Stated problem A>
Answer the following from the passage on game character design, one answer per line:
(i) In what year did Hector join the Walt Disney company, and how many people were on its games team then?
(ii) What position did Hector hold when he joined Sega in 1993?
(iii) Which game was Hector's first experience in real 3D?
Stated problem B>
Decide whether each statement agrees with the passage on game character design, answering yes or no and quoting the words that settle it:
(i) Hector joined Sega in 1990.
(ii) Putting Mickey's face on a coffee cup spends character equity.
(iii) Mickey was first introduced in the late 1920s.
Stated problem C> Carry on the passage on game character design, starting after its final sentence.

Document passage>
So how are characters made? Hector began by reflecting on how Toru Iwatani created the iconic Pac Man character while sitting down to lunch and pondering a pizza missing a slice.

"In 1980, I was just a lowly artist working in the Atari laboratory," Hector recalled. "I was approached one day by a programmer working on a coin-op game. He was very excited about a game that was going to use vector hardware." That game, Hector's first experience in real 3D, was Battlezone. In the days before Max and Maya, Hector's team figured out a way to draw in 3D on the graph paper, and then interpret it into game art.

The Disney Effect

Hector learned a new spin on the concept of game characters when he joined the Walt Disney company in 1989 to head up games development -- a team that, at the time, consisted of only five people.

"Disney, without a doubt, is the undisputed heavyweight champion of character design and creation," Hector said. With that in mind, he learned a lot about managing characters from his experience there.

"Mickey was first introduced in the late 1920s, but his continued popularity has a lot to do with something I learned at Disney - all characters have equity," Hector said. "The more high-quality the entertainment that character appears in, the more popular that character can become, and the more equity that character has. You can spend that equity through licensing - when the value of the character is used to sell other applications."

Building Equity Versus Spending It

"There's nothing wrong with licensing characters and spending equity," Hector continued. "It's just a way of capitalizing on the equity that the IP holder has."

While Mickey Mouse's character equity is built by having him appear in a game like Castle of Illusion -- "because Mickey is appearing in a new entertainment property of high quality" -- Mickey's face on a coffee cup or a watch is spending character equity, because it's not an entertainment product.

Hector joined Sega in 1993 as the head of the company's Technical Institute. He explained, "The story goes back earlier to 1990, when the head of Sega, Mr. Nakayama, challenged Sega to come up with a character."

Information given>
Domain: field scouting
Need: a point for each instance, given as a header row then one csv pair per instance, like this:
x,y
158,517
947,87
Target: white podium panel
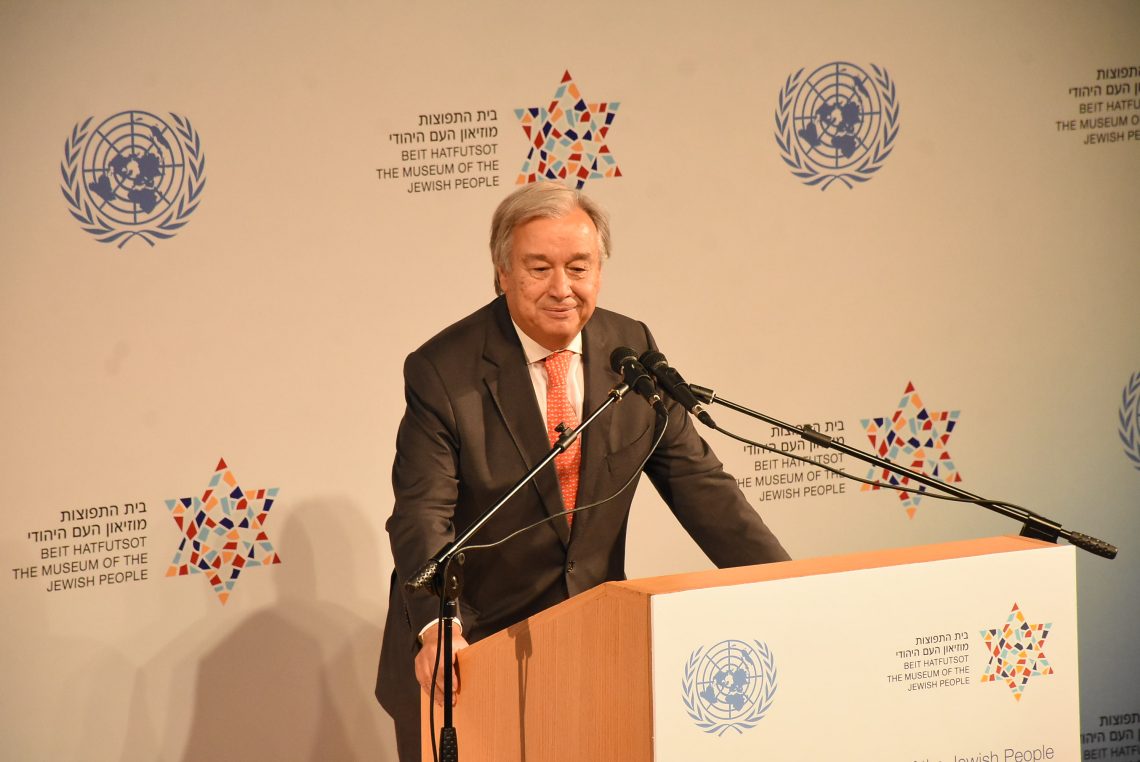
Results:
x,y
969,659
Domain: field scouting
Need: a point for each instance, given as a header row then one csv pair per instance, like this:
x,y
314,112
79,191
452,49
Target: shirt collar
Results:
x,y
537,353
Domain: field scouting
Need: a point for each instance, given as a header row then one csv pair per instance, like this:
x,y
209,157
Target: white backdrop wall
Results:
x,y
992,261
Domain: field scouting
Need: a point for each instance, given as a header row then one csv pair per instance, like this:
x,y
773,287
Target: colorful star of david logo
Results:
x,y
913,437
222,532
1017,653
568,138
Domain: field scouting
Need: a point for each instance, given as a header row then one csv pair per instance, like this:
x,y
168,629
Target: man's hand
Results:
x,y
425,662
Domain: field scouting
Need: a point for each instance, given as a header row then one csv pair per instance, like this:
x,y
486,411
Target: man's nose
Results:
x,y
560,284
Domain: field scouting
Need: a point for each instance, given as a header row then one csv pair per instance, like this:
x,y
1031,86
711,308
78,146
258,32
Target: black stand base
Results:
x,y
448,745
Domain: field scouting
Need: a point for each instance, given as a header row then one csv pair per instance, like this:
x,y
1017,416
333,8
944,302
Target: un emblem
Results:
x,y
1130,419
730,686
135,175
837,123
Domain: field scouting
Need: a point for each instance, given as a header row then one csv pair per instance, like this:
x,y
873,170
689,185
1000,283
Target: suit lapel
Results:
x,y
509,382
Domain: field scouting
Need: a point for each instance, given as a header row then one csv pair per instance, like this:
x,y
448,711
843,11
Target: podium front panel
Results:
x,y
969,658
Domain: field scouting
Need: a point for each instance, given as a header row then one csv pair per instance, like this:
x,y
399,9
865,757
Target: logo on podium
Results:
x,y
729,686
1017,651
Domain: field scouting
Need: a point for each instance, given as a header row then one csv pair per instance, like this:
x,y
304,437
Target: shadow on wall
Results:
x,y
294,680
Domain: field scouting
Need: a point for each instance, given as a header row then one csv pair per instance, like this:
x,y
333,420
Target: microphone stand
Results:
x,y
1034,525
431,575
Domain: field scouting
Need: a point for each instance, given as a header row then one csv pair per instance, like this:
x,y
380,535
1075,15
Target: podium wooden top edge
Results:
x,y
808,567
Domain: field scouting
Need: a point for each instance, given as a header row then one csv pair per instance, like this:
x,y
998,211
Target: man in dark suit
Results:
x,y
481,402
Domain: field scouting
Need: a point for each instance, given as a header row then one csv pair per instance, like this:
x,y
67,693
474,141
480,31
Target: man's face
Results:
x,y
554,277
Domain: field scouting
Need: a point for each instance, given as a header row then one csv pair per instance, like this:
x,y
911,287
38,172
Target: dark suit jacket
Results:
x,y
472,429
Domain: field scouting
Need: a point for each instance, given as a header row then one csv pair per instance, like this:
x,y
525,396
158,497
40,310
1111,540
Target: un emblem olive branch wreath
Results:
x,y
99,225
710,724
803,169
1130,420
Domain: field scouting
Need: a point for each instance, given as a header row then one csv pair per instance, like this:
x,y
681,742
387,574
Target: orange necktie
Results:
x,y
559,410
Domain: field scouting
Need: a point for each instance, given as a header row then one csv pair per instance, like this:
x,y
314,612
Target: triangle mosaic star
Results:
x,y
224,532
917,438
1017,653
568,138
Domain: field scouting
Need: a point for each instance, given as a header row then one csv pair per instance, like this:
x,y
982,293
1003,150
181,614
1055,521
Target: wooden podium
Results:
x,y
941,651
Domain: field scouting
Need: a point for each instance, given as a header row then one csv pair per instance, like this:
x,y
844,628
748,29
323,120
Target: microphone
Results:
x,y
624,361
676,386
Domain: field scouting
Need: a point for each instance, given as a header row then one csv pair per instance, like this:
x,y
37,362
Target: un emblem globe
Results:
x,y
730,680
133,168
837,115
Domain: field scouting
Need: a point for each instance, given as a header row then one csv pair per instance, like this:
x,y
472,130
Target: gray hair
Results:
x,y
540,200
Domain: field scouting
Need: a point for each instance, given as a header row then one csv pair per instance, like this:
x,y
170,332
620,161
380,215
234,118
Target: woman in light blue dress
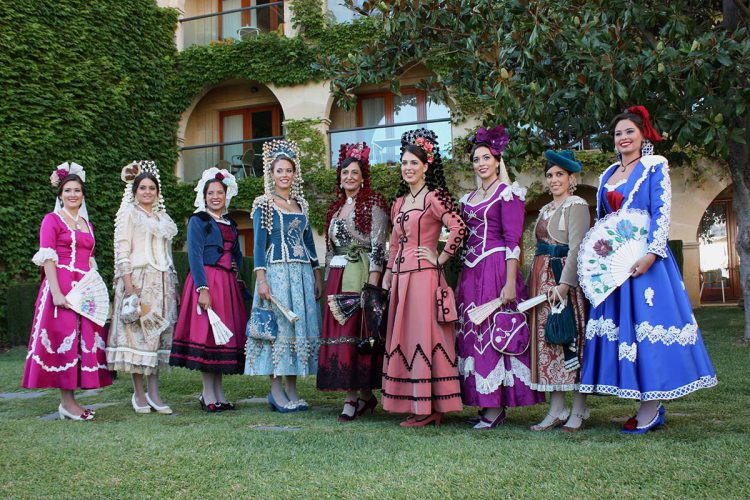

Answer A>
(i) 1989; five people.
(ii) Head of the company's Technical Institute.
(iii) Battlezone.

Answer B>
(i) No: "Hector joined Sega in 1993 as the head of the company's Technical Institute."
(ii) Yes: "Mickey's face on a coffee cup or a watch is spending character equity, because it's not an entertainment product."
(iii) Yes: "Mickey was first introduced in the late 1920s."

Answer C>
That challenge was met by Naoto Oshima, Hirokazu Yasuhara, and Yuji Naka -- and that character was Sonic the Hedgehog. Sonic and Mickey have a few things in common, Hector said.

"A little-known thing about Sonic is that, within five years of its creation, Sonic had created equal amounts of interest in Europe, America, and Japan, and became a billion dollar business, just in five years," Hector revealed. "CEOs might think of a comparable challenge to issue to their employees."

Sourcing The Characters Of Today

So where do today's characters come from? Hector points to the success in the influence and inspiration of Japanese manga and anime. New talent is also a factor, as is the cooperation of multiple franchises making appearances together in games, a la Marvel vs. Capcom, Mario and Sonic at the Olympic Games, or the Star Wars character cameo in the upcoming Soul Calibur IV. "When this kind of thing is done right, it really is one plus one equals three," Hector said.

As an example of a complex character, Hector debuted the trailer for Namco's forthcoming Afro Samurai game, based on the Spike TV animated show, alongside some character animations. The Afro character appeared in detailed ukio-e inspired 3D worlds, running along walls and attacking in melee combat against the backdrop of a hip-hop soundtrack.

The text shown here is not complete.